## [Work required]
Output the material below in its entirety, exactly as given.

begin

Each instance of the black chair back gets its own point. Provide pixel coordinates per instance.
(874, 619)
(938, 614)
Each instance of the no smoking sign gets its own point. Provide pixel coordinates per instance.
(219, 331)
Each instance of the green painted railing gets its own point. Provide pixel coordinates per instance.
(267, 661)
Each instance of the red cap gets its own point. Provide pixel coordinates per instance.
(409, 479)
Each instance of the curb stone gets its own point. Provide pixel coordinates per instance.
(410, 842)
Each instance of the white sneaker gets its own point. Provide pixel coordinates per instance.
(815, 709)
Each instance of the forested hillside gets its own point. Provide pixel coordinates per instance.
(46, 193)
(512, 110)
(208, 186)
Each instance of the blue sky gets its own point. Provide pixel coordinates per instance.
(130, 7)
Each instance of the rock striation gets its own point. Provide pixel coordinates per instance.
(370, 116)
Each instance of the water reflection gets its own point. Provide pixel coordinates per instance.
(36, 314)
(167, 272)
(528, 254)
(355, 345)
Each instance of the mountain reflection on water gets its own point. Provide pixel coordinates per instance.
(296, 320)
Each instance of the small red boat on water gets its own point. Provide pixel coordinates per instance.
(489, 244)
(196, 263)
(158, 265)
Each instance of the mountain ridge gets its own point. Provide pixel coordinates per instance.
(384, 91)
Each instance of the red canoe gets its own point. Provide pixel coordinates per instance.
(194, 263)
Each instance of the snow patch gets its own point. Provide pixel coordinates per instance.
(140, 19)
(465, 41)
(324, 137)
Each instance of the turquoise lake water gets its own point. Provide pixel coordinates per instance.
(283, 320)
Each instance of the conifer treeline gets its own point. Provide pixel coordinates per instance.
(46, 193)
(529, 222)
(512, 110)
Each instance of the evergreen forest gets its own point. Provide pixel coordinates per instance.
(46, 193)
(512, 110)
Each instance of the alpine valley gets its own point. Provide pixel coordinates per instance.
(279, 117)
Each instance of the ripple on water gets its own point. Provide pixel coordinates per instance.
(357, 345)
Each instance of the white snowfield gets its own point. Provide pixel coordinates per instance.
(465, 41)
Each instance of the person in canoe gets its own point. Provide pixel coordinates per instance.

end

## [Solved problem]
Each instance of the black chair back gets its own point. Provide pixel coordinates per instance.
(874, 619)
(938, 614)
Each instance of the no smoking sign gets its own point. Provide pixel coordinates per instance.
(219, 331)
Each instance of the green painted railing gets its own point. Provide pixel coordinates per instance.
(267, 661)
Each instance of the red cap gets its own point. Provide pixel coordinates per instance.
(409, 479)
Each instance of the curb stone gets its own point. Provide pixel coordinates per instance.
(410, 842)
Each instance of the white sneaker gets its own point. Provide pixel coordinates per instance.
(815, 709)
Each instance of the forested hillside gets its own point. Provide pixel coordinates per instance.
(46, 193)
(512, 110)
(208, 186)
Each instance of the blue sky gets its own point. Provide pixel coordinates per instance.
(130, 7)
Each instance of the rock striation gets its own point. Provide pixel coordinates per instance.
(370, 116)
Each instance of the water reflection gets its own point. Provide pixel coordinates per instance.
(36, 314)
(167, 272)
(528, 254)
(355, 345)
Each instance of the mountain reflection on water gets its own point. Provide pixel coordinates per instance.
(296, 320)
Each instance of the small red boat on water gets its own point. Provide pixel coordinates per instance.
(489, 244)
(196, 263)
(158, 265)
Each instance of the mountain ridge gets its own point. Provide pixel coordinates per instance.
(384, 91)
Each instance of the red canoe gets its own point. Provide pixel coordinates per instance.
(194, 263)
Each instance of the snow patch gets its own point. Provide pixel coordinates per instance.
(140, 19)
(465, 41)
(324, 137)
Each instance of the turquoise lake water gets its own point. Provide pixel coordinates per instance.
(283, 320)
Each instance of the conifer treeline gets its own point. Provide pixel coordinates per instance.
(46, 193)
(529, 222)
(512, 110)
Each instance of the evergreen forest gets its own point. Provide pixel coordinates per instance.
(46, 193)
(512, 110)
Each instance of the alpine valley gets its own point. Provide pixel coordinates per instance.
(279, 117)
Each instance of the ripple on water gets its own point. Provide pixel coordinates per instance.
(357, 345)
Each instance of the white snowfield gets its own point. Provide pixel coordinates per instance.
(465, 41)
Each instance of the person in canoe gets its own point. Provide pixel coordinates per instance.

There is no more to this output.